[Items listed in a dataset]
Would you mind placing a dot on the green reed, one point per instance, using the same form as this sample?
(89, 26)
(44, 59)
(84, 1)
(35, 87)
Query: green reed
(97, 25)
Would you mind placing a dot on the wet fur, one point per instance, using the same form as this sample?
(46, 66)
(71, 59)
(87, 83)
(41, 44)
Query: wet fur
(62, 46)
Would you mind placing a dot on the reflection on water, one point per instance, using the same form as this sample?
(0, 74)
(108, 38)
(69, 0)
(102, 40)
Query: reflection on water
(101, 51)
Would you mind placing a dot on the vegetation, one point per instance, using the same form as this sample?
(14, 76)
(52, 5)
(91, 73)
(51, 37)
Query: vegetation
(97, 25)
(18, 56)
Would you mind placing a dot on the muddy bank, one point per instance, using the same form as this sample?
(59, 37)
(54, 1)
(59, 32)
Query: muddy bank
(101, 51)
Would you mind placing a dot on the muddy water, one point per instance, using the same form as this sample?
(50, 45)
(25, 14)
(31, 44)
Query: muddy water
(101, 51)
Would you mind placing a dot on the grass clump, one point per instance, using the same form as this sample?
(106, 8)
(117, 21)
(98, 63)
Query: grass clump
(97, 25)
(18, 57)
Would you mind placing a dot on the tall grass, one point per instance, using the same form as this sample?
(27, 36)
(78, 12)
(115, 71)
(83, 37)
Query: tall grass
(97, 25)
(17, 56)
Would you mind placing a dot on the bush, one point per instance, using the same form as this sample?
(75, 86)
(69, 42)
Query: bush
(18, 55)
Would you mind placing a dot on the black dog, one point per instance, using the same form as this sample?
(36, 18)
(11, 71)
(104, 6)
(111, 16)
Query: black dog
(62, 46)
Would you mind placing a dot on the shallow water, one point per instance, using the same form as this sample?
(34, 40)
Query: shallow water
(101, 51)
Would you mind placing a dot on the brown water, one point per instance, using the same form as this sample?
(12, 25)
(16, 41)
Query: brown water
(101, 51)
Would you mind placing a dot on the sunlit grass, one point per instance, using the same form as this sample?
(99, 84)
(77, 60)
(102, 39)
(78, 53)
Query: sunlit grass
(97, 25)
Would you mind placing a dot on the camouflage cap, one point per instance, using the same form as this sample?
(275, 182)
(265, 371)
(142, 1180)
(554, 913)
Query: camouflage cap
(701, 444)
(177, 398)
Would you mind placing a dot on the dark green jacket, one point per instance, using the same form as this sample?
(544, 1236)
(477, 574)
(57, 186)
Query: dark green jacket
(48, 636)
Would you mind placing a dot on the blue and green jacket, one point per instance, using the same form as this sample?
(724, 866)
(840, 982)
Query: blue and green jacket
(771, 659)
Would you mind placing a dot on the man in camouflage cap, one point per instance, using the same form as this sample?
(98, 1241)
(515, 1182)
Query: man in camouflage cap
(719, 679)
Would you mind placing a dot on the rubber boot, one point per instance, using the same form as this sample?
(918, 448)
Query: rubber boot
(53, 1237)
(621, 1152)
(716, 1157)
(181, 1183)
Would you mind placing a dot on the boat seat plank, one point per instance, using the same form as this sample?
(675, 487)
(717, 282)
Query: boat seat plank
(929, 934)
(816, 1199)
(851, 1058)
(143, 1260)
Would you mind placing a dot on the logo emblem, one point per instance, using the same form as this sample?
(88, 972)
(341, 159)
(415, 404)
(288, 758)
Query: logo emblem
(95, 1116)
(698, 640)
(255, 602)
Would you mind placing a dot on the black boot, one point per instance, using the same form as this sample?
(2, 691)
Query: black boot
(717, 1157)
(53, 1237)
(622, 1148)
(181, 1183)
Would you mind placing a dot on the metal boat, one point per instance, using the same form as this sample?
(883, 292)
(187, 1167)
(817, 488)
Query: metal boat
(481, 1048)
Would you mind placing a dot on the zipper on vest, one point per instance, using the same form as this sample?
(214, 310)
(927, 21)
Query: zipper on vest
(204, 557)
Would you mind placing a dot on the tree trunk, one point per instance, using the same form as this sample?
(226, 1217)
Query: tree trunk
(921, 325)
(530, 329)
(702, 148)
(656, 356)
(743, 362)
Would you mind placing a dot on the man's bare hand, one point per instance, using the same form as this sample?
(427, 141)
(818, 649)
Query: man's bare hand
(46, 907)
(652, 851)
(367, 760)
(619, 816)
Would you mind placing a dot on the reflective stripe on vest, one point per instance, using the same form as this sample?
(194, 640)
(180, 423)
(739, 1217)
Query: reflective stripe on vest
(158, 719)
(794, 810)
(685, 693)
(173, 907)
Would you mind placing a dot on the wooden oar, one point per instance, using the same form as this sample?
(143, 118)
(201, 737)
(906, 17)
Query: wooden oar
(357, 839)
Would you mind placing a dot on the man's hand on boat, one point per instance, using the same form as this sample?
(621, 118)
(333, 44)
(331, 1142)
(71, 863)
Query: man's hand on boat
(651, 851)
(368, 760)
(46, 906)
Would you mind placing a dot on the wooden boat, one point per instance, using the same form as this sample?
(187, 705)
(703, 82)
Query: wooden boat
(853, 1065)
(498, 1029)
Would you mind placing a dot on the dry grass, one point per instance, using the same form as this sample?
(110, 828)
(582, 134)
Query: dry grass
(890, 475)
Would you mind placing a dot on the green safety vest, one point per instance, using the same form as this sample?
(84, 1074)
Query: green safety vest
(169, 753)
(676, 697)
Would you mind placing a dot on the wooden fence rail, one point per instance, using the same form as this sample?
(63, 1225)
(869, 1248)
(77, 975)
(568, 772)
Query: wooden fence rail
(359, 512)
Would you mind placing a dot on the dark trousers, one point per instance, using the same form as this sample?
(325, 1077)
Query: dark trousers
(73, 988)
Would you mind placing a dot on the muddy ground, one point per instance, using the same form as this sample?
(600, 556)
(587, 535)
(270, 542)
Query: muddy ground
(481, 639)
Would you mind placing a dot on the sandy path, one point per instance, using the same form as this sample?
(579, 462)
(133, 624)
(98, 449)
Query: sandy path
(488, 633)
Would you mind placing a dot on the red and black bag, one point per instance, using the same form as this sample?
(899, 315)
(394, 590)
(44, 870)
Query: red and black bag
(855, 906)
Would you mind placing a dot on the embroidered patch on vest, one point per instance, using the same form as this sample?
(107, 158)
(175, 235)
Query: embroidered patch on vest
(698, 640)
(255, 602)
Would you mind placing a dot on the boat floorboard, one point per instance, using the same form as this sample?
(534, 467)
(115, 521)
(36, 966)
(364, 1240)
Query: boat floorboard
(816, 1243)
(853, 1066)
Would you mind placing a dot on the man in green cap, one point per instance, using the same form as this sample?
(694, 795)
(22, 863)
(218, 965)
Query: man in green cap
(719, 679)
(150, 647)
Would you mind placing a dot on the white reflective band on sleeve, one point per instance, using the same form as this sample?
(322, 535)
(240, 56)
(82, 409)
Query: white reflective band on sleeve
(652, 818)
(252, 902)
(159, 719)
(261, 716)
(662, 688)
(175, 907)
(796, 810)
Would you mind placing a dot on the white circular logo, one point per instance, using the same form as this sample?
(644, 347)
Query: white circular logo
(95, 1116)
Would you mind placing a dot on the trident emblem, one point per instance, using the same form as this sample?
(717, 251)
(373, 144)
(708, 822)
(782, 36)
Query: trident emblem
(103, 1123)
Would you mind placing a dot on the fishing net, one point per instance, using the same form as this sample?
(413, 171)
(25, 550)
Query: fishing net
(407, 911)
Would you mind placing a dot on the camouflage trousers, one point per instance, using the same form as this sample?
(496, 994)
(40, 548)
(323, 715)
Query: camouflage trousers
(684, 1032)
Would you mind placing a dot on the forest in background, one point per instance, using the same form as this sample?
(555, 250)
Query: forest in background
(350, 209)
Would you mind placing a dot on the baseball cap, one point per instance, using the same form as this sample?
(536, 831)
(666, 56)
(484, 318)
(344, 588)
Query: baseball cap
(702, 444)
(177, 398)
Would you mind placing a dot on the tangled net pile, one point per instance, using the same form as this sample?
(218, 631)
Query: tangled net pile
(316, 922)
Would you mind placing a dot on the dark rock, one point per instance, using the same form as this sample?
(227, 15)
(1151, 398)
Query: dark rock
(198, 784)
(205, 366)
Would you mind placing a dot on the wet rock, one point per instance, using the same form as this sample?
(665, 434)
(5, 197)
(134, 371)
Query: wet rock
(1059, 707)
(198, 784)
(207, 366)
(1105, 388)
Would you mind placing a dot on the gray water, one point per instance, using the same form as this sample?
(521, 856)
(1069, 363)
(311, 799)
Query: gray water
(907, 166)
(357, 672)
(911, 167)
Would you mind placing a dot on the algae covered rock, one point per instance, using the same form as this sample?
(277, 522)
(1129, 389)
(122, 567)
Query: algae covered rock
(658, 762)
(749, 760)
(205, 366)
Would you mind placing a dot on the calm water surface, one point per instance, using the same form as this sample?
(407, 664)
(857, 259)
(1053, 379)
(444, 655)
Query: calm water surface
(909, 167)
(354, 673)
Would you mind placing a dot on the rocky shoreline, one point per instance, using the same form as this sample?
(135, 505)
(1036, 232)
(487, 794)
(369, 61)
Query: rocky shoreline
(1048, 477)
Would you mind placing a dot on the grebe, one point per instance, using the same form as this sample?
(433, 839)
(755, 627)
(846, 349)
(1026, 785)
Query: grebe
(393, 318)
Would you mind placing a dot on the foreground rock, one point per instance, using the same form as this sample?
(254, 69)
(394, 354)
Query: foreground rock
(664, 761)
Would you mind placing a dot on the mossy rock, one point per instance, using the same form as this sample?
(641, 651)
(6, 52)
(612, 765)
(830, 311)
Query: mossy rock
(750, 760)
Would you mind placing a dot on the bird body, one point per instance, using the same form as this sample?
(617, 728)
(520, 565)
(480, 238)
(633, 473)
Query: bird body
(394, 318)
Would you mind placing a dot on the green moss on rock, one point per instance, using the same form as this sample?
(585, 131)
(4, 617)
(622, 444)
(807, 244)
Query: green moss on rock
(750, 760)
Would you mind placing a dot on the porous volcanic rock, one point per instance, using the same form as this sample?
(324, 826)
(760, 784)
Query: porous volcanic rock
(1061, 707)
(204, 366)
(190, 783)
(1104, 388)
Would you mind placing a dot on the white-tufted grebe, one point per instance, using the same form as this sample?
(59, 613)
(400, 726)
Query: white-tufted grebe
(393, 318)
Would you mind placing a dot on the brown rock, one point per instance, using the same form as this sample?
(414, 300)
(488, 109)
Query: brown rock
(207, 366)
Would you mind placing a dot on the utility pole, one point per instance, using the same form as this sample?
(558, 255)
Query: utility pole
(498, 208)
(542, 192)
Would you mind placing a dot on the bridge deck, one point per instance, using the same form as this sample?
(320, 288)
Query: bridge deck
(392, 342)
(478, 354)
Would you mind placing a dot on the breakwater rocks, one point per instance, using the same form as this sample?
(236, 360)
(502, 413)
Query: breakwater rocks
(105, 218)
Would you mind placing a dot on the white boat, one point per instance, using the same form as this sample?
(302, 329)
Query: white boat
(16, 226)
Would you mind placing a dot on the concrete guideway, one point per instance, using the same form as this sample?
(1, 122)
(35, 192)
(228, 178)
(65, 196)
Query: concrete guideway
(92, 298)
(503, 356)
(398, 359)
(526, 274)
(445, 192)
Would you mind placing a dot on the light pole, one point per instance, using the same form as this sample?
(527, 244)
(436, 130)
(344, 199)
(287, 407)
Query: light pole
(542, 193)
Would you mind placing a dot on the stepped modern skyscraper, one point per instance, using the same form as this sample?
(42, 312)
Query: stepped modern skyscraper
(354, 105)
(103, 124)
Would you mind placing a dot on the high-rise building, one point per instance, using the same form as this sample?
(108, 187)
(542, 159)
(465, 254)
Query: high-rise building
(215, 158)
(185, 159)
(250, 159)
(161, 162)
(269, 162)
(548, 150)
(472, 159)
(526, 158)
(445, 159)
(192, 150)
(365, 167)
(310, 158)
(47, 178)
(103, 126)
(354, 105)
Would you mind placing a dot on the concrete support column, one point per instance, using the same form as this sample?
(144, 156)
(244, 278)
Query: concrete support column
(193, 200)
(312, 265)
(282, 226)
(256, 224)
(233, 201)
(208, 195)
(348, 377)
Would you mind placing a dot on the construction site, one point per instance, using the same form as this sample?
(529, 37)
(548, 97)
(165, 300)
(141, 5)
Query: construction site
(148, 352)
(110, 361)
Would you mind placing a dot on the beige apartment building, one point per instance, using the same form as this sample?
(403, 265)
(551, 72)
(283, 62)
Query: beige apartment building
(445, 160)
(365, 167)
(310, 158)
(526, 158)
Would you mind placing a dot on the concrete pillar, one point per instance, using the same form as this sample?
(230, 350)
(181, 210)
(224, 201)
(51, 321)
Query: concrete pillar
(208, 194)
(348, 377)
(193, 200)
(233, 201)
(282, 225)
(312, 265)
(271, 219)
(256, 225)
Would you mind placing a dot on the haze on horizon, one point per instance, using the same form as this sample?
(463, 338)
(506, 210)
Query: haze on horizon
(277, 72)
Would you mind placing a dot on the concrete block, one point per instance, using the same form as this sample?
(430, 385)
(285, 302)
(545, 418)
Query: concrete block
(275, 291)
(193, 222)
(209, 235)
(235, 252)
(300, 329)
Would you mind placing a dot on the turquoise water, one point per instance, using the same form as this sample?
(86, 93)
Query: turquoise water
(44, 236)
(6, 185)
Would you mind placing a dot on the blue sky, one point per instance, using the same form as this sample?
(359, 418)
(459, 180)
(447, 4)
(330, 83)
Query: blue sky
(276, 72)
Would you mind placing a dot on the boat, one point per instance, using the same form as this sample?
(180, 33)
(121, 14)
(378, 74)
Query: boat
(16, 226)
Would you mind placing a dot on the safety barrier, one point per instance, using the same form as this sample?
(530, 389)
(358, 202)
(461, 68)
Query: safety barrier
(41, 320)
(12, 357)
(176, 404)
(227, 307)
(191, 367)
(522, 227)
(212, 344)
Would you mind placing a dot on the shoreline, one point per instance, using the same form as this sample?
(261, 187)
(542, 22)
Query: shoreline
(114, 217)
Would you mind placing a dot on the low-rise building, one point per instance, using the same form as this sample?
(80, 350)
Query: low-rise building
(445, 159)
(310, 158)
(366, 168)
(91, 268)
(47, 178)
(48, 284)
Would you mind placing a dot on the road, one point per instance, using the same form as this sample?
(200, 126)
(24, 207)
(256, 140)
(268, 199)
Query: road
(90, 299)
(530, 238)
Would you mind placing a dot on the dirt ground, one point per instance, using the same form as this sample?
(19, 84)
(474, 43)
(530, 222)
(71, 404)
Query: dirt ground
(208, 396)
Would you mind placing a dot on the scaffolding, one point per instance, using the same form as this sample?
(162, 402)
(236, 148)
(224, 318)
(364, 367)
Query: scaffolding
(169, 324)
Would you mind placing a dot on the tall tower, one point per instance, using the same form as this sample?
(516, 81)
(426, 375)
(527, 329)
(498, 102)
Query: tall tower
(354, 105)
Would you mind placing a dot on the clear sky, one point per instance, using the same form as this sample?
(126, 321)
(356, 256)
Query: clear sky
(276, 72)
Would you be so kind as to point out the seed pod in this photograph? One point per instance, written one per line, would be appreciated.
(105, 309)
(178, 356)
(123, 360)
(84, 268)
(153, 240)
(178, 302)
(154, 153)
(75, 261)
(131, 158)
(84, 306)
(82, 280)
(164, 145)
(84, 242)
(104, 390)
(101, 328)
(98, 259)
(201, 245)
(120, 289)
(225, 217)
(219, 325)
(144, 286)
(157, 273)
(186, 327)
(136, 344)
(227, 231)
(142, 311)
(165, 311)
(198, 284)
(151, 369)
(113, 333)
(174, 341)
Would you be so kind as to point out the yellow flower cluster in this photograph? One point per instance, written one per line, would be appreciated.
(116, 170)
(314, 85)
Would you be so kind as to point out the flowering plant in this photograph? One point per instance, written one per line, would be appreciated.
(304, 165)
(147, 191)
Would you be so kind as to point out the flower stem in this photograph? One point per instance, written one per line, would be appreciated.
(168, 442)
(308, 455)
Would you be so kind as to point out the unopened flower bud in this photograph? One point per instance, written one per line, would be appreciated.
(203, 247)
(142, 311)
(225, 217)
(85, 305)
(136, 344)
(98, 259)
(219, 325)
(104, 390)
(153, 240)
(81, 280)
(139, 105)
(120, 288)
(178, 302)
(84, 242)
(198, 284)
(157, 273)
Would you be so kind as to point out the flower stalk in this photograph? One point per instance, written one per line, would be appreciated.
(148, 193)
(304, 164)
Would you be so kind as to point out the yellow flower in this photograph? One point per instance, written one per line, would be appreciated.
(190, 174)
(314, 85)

▶ Problem
Your answer should hold the line with "the flower stalk" and each line after it to the end of the data, retyped exactly. Include no other lines.

▶ Exercise answer
Would you be so kind as to point out the flower stalk in this photograph? One point per instance, written one per line, would be appreciated.
(148, 193)
(304, 164)
Would you be so kind as to point out the yellow flower in this photograph? One point per instance, written one per line, would be appreciated.
(190, 174)
(314, 85)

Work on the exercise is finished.